GOAL OF THE EXERCISE
Repeat the listing word for word. No pictures belong in the copy.

---------- MATERIAL FOR THE TASK

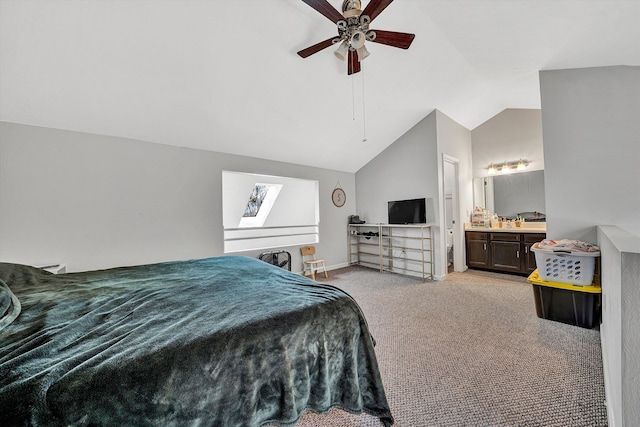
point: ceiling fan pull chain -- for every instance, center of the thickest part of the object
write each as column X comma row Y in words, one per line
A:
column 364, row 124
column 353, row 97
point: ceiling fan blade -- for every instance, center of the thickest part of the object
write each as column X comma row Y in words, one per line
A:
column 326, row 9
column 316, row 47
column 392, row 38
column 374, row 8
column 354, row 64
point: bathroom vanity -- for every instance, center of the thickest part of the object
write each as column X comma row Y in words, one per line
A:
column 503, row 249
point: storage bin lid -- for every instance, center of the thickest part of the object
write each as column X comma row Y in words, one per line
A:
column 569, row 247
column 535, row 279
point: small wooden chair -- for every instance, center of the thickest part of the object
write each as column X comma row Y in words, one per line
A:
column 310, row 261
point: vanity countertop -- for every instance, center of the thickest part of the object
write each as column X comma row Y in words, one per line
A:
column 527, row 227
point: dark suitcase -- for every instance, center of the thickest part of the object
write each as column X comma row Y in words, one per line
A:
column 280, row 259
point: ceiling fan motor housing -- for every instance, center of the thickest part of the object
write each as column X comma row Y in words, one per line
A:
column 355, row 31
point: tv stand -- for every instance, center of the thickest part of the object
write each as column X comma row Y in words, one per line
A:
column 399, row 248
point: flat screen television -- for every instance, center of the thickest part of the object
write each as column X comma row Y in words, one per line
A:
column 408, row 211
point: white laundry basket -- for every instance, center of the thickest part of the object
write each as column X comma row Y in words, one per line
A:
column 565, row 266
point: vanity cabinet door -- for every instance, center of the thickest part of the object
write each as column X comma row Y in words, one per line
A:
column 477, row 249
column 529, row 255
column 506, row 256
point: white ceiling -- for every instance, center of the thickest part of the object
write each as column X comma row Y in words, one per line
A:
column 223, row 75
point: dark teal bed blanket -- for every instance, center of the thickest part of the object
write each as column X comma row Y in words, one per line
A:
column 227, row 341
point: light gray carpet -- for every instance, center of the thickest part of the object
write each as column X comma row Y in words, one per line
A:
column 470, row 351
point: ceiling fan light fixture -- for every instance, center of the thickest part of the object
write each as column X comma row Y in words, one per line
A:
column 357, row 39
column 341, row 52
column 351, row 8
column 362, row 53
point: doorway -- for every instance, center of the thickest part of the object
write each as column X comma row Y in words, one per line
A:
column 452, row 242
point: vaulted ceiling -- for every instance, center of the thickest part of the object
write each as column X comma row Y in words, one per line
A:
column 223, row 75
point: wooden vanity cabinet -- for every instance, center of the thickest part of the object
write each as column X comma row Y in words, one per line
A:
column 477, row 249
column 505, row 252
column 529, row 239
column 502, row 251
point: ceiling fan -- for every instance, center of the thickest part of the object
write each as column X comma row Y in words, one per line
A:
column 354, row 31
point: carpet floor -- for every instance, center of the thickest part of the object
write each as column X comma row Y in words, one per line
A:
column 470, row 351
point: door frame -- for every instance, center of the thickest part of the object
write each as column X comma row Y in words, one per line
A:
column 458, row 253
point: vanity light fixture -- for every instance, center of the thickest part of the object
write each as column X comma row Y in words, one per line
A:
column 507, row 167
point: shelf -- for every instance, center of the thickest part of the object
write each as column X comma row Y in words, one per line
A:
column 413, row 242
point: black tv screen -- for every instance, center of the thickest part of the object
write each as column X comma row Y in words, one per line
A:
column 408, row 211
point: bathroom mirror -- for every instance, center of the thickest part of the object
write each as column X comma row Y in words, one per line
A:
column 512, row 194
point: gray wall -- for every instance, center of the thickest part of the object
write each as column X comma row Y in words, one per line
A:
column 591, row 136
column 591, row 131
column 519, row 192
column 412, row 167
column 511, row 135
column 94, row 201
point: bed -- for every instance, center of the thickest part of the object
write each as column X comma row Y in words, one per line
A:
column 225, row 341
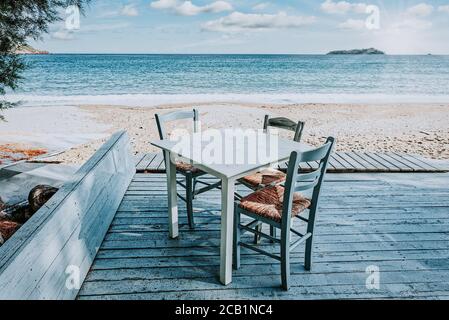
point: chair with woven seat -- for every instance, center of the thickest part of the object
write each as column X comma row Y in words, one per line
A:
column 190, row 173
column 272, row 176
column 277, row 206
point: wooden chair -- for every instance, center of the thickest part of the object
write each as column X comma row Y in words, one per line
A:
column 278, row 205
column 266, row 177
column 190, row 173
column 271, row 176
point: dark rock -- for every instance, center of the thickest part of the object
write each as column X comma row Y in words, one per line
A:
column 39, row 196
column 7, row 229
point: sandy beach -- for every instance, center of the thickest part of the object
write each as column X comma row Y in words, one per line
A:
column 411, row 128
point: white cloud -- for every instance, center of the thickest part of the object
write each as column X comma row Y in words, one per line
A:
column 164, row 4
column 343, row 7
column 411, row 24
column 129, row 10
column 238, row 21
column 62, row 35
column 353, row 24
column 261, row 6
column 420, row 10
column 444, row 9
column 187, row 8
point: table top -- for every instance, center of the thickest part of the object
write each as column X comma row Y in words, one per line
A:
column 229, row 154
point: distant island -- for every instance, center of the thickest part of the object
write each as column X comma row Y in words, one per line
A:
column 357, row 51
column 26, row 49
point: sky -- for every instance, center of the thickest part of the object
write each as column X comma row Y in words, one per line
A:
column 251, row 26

--------------------

OUTPUT FOR THIS TASK
point: ceiling fan pull chain -- for every instance, center of the thickest part of the object
write each as column X comma row Y in words, one per line
A:
column 364, row 124
column 353, row 97
point: ceiling fan blade -- for every instance, center of the thickest part of the object
write each as column X comma row Y in words, one per line
A:
column 326, row 9
column 316, row 47
column 392, row 38
column 374, row 8
column 354, row 64
point: bathroom vanity -- for every instance, center of the thickest part of the object
write each as column X comma row Y in words, one per line
A:
column 503, row 249
point: storage bin lid -- for every instance, center of the thickest part of the object
write each as column X comma row Y in words, one per line
A:
column 569, row 247
column 535, row 279
point: small wooden chair -- for every instance, center of the thickest part of the object
write each as column X comma row Y in words, one per line
A:
column 310, row 261
point: vanity countertop -- for every instance, center of the thickest part of the object
write each as column X comma row Y in words, one per line
A:
column 527, row 227
point: dark suitcase -- for every instance, center of the thickest part of the object
write each as column X comma row Y in words, one per line
A:
column 280, row 259
point: ceiling fan motor housing -- for every instance, center of the thickest part of the object
write each as column X comma row Y in words, one per line
A:
column 355, row 31
point: tv stand -- for every instance, center of the thickest part of the object
write each as column X comma row Y in words, one per line
A:
column 399, row 248
point: flat screen television -- for every instance, center of the thickest part of the object
write each as column X comma row Y in words, one per line
A:
column 408, row 211
point: white laundry basket -- for every instance, center of the thickest part of the object
write each as column X comma row Y in words, one per line
A:
column 565, row 266
point: vanity cabinet door -- for every instance, center of the thickest part of the object
write each as column X comma row Y in words, one per line
A:
column 477, row 249
column 529, row 255
column 506, row 256
point: white ceiling -- for every instance, center of the thickest part of the object
write each as column X comma row Y in words, one per line
A:
column 223, row 75
point: dark teal bed blanket -- for every instance, center of the thickest part of the object
write each as column X comma row Y in words, one per line
A:
column 227, row 341
point: light gray carpet -- for every instance, center of the thickest part of the object
write each as column X comma row Y in words, one per line
A:
column 470, row 351
point: ceiling fan light fixture -- for every instance, center of the thickest part of the object
write each as column X comma row Y in words, one per line
A:
column 357, row 39
column 341, row 52
column 351, row 8
column 362, row 53
point: doorway -- for every instance, center of the thickest part of the object
write each as column X comma row Y in words, one per line
A:
column 452, row 242
point: vaulted ceiling -- for every instance, center of the thickest part of the object
write each as column X comma row Y in words, one per line
A:
column 223, row 75
point: wooden vanity cabinet -- for every instance, center of the thickest part of the object
write each as column X comma row Y in words, one per line
A:
column 477, row 249
column 505, row 252
column 529, row 239
column 502, row 251
point: ceiling fan -- for every instance, center of the thickest part of the object
write each as column X comma row Y in words, one per line
A:
column 354, row 31
point: carpet floor -- for every instance, center of the thickest part of the object
write each as column X comma row Y in words, one per line
A:
column 470, row 351
point: door frame -- for every instance, center of the thickest part of the object
write each as column X comma row Y in words, one per line
A:
column 458, row 253
point: vanity light fixture -- for every instance, center of the thickest part of the object
write each as column X comma row Y in words, one per line
A:
column 507, row 167
point: shelf -- for every instance, center of the thickest part of the object
write each as column X comma row Y in words, one per line
A:
column 413, row 242
point: black tv screen -- for every instance, center of the thickest part of the object
write each as column X comma row Y in words, one per line
A:
column 408, row 211
point: bathroom mirror -- for every instance, center of the thickest part of the object
write each as column X comma row Y in words, one per line
A:
column 512, row 194
point: gray wall -- for every instance, center of the thickest part of the object
write each as column X comma row Y in words, one per line
A:
column 591, row 136
column 591, row 131
column 519, row 192
column 412, row 167
column 511, row 135
column 94, row 201
point: bed -- for every instance, center of the thickest part of the object
write each as column X comma row Y in words, one per line
A:
column 225, row 341
point: chair with woven seat -- for every instance, center of the thickest part of the object
write each as column X comma row Y in words, one per line
A:
column 190, row 173
column 272, row 176
column 277, row 206
point: wooden chair -- for every instance, center of the thickest part of the object
write each as column X comma row Y in words, one per line
A:
column 278, row 205
column 266, row 177
column 190, row 173
column 271, row 176
point: dark rock -- for every instance, center of the thickest part of the object
write each as column X comma row Y in words, one per line
A:
column 39, row 196
column 7, row 229
point: sandy beach -- for every instance, center of the thickest part of the object
write each as column X comma row Y in words, one per line
A:
column 411, row 128
point: white cloud -- for every instance, center of the thickest part of the object
write each as column X comma row Y in words, one per line
A:
column 164, row 4
column 343, row 7
column 411, row 24
column 129, row 10
column 238, row 21
column 62, row 35
column 353, row 24
column 261, row 6
column 420, row 10
column 444, row 9
column 187, row 8
point: table top -- for every instance, center of the thickest part of the object
write each as column X comma row Y in words, one per line
A:
column 229, row 154
point: distant island -- for every instance, center of the thickest part of the object
write each as column X comma row Y in words, one per line
A:
column 357, row 51
column 26, row 49
point: sky -- for every instance, center of the thickest part of the object
write each as column X comma row Y in words, one per line
A:
column 251, row 26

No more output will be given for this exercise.